◆ EXERCÍCIO PROPOSTO: Reescreva as linhas de todos os itens abaixo, substituindo "kitchen counter item" por "dining table item" e mantendo todo o resto igual.

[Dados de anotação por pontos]
========

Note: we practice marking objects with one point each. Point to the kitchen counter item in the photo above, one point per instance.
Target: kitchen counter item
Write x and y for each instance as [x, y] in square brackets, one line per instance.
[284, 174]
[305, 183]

========

◆ RESPOSTA AO PROBLEMA:
Note: we practice marking objects with one point each. Point to the dining table item in the photo above, one point per instance.
Target: dining table item
Write x and y for each instance as [x, y] in square brackets, one line per instance.
[284, 174]
[305, 183]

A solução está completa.